§ REQUIREMENT: In the data below, swap "pebble" for "stone" in everything from the line containing "Label: green foliage background" down to the line containing "[0,47,600,400]". Write out only those lines again, with nothing else changed.

§ RAW DATA:
=-=-=

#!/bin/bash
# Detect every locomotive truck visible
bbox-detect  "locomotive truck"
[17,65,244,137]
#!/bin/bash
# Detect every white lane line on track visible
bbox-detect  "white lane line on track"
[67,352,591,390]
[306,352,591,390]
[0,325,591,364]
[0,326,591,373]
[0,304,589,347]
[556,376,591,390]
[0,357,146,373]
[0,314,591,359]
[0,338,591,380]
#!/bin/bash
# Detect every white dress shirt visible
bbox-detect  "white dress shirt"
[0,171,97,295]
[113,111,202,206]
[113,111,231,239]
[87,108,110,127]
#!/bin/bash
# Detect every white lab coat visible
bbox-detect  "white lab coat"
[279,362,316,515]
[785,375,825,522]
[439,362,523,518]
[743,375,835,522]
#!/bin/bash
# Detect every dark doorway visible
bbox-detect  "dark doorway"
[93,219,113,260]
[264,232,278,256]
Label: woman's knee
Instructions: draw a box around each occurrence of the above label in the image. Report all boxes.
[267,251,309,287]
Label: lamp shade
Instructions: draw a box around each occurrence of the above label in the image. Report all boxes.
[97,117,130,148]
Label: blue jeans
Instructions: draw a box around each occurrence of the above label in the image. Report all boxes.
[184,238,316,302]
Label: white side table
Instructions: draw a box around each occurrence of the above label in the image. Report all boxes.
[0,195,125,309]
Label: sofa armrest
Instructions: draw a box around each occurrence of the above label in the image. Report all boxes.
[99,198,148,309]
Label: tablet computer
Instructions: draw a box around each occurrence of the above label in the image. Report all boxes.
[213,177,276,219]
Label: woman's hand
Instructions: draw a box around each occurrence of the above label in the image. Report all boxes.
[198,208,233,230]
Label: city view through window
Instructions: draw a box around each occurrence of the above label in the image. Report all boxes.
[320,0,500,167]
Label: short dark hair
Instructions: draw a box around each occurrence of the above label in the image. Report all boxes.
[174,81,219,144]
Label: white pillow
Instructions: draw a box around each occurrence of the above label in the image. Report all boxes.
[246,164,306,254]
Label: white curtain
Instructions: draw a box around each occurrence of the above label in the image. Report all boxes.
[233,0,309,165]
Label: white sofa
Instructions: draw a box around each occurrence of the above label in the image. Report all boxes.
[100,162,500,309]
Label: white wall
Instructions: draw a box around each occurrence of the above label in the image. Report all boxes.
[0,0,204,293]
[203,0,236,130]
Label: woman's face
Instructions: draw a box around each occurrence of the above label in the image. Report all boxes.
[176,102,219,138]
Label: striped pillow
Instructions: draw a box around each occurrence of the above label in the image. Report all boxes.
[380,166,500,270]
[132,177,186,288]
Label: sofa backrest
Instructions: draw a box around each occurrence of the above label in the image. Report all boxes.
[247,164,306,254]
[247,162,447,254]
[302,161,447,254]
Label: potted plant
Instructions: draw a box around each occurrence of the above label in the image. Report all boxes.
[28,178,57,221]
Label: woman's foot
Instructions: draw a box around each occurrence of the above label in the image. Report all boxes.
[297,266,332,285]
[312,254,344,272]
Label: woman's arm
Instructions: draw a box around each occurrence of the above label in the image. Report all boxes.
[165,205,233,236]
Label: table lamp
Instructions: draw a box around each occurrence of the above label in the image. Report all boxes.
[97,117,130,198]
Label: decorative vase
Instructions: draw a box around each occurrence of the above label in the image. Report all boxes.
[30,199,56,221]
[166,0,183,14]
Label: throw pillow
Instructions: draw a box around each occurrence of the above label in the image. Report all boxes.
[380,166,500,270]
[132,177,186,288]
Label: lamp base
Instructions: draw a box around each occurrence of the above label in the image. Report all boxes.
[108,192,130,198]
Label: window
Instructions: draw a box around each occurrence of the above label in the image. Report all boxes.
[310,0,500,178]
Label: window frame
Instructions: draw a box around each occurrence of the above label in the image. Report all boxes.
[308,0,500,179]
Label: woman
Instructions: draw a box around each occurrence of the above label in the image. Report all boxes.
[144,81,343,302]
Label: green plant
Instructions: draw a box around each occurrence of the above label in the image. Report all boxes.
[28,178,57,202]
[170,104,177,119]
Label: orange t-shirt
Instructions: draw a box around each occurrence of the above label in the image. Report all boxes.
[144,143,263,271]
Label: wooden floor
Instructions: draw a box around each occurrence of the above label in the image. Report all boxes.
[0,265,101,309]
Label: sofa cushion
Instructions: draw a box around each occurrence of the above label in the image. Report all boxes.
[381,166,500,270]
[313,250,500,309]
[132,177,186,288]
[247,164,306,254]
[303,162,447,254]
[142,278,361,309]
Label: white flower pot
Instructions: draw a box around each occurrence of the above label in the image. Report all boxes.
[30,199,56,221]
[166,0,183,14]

=-=-=

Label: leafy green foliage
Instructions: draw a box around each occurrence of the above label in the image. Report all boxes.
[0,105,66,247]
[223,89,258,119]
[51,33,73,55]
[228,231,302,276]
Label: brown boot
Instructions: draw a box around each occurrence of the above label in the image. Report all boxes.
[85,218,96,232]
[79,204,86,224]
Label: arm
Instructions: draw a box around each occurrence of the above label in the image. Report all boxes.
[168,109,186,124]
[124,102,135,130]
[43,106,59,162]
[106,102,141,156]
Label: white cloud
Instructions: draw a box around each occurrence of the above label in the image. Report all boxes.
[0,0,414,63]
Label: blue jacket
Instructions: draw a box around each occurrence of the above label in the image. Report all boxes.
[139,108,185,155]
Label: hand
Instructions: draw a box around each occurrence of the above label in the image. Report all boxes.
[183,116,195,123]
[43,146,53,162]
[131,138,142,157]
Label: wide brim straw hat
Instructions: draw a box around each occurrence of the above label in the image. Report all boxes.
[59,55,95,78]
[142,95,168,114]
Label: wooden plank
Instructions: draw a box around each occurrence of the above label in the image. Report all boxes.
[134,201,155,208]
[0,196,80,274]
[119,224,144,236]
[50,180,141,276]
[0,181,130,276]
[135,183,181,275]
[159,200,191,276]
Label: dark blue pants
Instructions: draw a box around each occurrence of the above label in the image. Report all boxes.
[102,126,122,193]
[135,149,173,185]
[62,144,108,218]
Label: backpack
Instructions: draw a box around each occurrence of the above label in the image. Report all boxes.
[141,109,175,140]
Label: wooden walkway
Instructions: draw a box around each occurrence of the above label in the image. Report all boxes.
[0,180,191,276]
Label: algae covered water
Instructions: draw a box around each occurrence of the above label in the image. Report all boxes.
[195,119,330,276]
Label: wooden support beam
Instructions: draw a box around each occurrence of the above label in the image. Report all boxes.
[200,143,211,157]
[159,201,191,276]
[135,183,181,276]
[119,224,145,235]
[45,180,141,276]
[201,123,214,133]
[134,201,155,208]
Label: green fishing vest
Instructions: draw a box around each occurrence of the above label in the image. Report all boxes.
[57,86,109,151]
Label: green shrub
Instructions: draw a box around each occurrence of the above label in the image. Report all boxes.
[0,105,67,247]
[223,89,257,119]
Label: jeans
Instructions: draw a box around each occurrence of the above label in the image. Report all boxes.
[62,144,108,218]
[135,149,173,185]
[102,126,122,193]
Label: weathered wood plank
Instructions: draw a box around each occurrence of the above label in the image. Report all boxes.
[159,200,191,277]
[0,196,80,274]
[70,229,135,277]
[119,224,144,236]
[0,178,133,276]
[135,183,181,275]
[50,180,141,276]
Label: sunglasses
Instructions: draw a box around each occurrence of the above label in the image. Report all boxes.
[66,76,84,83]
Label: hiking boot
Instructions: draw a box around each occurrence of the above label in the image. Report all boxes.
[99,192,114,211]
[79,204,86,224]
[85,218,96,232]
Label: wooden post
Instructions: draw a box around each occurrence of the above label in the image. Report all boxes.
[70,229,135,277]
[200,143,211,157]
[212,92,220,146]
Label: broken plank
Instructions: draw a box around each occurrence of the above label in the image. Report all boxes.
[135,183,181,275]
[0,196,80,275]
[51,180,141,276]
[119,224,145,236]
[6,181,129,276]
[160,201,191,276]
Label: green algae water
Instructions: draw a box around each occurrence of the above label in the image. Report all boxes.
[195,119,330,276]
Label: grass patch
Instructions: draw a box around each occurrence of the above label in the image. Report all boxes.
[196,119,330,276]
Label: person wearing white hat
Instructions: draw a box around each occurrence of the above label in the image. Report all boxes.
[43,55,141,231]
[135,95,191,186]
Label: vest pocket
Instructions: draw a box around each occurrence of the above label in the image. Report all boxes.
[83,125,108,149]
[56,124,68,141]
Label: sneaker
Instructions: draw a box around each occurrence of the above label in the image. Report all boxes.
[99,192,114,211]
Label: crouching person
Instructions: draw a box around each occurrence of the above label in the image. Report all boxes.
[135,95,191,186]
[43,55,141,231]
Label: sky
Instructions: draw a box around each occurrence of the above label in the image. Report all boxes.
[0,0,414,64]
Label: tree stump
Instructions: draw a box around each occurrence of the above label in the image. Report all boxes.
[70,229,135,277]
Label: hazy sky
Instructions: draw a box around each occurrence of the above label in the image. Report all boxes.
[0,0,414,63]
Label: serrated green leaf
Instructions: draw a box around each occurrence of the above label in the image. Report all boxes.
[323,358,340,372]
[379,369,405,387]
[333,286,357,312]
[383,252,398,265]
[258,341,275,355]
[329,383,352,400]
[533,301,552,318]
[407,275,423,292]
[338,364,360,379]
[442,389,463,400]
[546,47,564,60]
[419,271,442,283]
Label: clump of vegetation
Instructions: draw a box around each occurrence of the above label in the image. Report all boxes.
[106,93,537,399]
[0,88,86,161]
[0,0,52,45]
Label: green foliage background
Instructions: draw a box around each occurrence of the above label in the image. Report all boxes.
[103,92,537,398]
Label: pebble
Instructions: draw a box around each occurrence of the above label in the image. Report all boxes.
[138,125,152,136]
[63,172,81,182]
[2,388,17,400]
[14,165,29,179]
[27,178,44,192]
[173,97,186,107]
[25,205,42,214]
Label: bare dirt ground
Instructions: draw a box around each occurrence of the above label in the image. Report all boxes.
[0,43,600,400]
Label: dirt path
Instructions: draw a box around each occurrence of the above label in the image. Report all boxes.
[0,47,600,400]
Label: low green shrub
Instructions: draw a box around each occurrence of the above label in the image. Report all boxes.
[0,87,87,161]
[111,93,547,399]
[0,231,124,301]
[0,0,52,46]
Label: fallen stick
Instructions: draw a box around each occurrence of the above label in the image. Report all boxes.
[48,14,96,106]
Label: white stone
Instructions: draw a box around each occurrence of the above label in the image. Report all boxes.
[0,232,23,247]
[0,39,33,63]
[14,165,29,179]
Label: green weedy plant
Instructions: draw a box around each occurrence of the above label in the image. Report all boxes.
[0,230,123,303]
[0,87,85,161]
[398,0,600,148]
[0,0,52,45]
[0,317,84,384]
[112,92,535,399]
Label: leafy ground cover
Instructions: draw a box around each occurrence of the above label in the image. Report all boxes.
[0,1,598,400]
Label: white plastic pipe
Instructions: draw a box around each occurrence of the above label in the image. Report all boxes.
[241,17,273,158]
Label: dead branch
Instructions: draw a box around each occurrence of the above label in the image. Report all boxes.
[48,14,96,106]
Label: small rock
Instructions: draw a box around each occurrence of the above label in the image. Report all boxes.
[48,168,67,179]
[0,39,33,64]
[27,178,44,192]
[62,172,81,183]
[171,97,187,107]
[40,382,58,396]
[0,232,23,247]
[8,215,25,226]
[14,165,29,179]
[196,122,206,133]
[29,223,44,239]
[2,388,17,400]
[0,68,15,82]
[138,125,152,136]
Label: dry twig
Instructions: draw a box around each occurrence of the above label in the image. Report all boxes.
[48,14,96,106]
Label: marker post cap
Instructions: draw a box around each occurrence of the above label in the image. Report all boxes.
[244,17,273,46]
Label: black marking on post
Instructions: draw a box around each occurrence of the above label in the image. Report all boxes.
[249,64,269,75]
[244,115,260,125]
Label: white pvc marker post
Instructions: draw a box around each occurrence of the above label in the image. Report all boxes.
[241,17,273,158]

=-=-=

§ RESPONSE TO THE TASK:
Label: green foliage background
Instructions: draw a box around each occurrence of the above label in the image. Report all boxes.
[103,92,537,398]
Label: stone
Instructions: draw a box around each occurrence of the above label in the image. Report all boxes.
[138,125,152,136]
[63,172,81,182]
[2,388,17,400]
[14,165,29,179]
[27,178,44,192]
[173,97,186,107]
[25,205,42,214]
Label: bare dirt ground
Instructions: draw a box around each occurrence of the above label in the image. Report all boxes.
[0,43,600,400]
Label: dirt path
Instructions: draw a box around each occurrence of the above label in the image. Report all boxes.
[0,47,600,400]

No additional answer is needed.